» What is being asked
Turn every line of the records below into a single numbered list, skipping blank lines and leaving out the pictures.

» Supplied records
______________________________

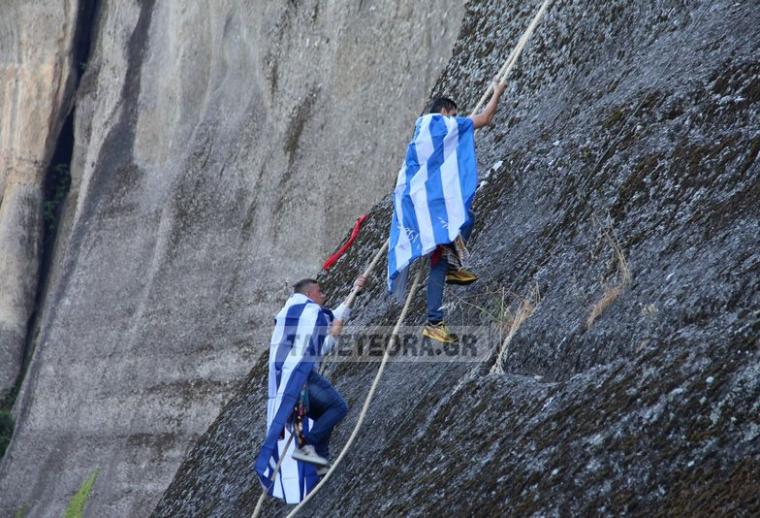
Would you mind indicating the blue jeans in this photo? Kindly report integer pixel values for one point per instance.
(437, 279)
(326, 408)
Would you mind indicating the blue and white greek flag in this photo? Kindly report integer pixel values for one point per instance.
(296, 346)
(434, 190)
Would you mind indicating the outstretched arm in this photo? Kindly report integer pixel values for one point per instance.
(484, 118)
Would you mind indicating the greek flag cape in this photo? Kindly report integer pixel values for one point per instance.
(296, 346)
(434, 191)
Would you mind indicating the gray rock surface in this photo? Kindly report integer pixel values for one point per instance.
(36, 87)
(629, 141)
(222, 148)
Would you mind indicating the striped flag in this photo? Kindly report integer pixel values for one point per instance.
(296, 346)
(434, 191)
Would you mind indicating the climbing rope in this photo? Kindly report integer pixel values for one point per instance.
(502, 76)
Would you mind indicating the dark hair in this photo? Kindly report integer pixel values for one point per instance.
(442, 103)
(303, 285)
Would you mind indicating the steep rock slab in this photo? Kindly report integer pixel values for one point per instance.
(221, 150)
(630, 131)
(36, 90)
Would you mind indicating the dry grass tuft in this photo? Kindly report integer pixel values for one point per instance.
(511, 322)
(611, 293)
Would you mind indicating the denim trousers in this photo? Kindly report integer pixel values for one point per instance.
(437, 279)
(326, 408)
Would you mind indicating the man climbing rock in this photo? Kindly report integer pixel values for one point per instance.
(304, 332)
(432, 203)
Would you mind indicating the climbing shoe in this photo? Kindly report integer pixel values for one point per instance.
(307, 453)
(462, 277)
(439, 333)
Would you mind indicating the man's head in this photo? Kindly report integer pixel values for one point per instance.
(444, 106)
(311, 289)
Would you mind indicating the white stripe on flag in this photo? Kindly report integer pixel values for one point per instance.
(452, 190)
(403, 248)
(417, 191)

______________________________

» Full answer
1. Would you mind indicating the blue jeans in this photo? Kindly report integer pixel values for one point per instance.
2. (437, 279)
3. (326, 408)
4. Would you mind indicating the blue and white greek flag in this photo? Kindly report integer pixel values for one point per instance.
5. (296, 346)
6. (434, 190)
7. Would you mind indicating the outstretched arm in this photo? Kindly report integer pixel values for one point per instance.
8. (484, 118)
9. Would you mind indicating the greek flag cape in this photo? Kindly report integer pixel values for one point per instance.
10. (296, 346)
11. (434, 191)
12. Would you mind indicating the gray rock surface in this photo? Kindly report integer pixel values for one point per instance.
13. (36, 87)
14. (629, 141)
15. (222, 148)
16. Would you mind indicating the striped flag in this photo? Kindly report integer pixel values for one point per instance.
17. (296, 346)
18. (434, 191)
19. Would you mind indicating the climbing rope in this photo? Kindly report integer pixel values for one point per instance.
20. (502, 76)
21. Would you mind indicating the dark hair in this photo? Kindly report integer pixel values for one point per instance.
22. (442, 103)
23. (303, 285)
24. Would you mind indicating the steep rock slab in this photo? Kindly report integer pixel values for one point per instance.
25. (221, 150)
26. (630, 131)
27. (36, 90)
28. Would you mind indicating the dry grass tuft in this photo? Kindly report integer pixel values for one point per instance.
29. (511, 322)
30. (611, 293)
31. Would you mind indicating the denim trousers in this photo? Kindly report integer pixel values for one point per instance.
32. (437, 279)
33. (326, 408)
34. Would you mind indicating the man climbing rock in this photo? Kindly report integer pixel values for one point per instance.
35. (304, 332)
36. (432, 203)
37. Would you mind indicating the climbing shoe in this photo? Kindly report integer pixel values for one point per instance.
38. (307, 453)
39. (462, 277)
40. (439, 333)
41. Would you mind indicating the man's head in this photo? Kindly report integer pixel values for one point per instance.
42. (444, 106)
43. (311, 289)
44. Would you mind indicating the white stripe on flag in this photo? Kindly report integer pixel values for one point per instance.
45. (452, 190)
46. (403, 248)
47. (417, 191)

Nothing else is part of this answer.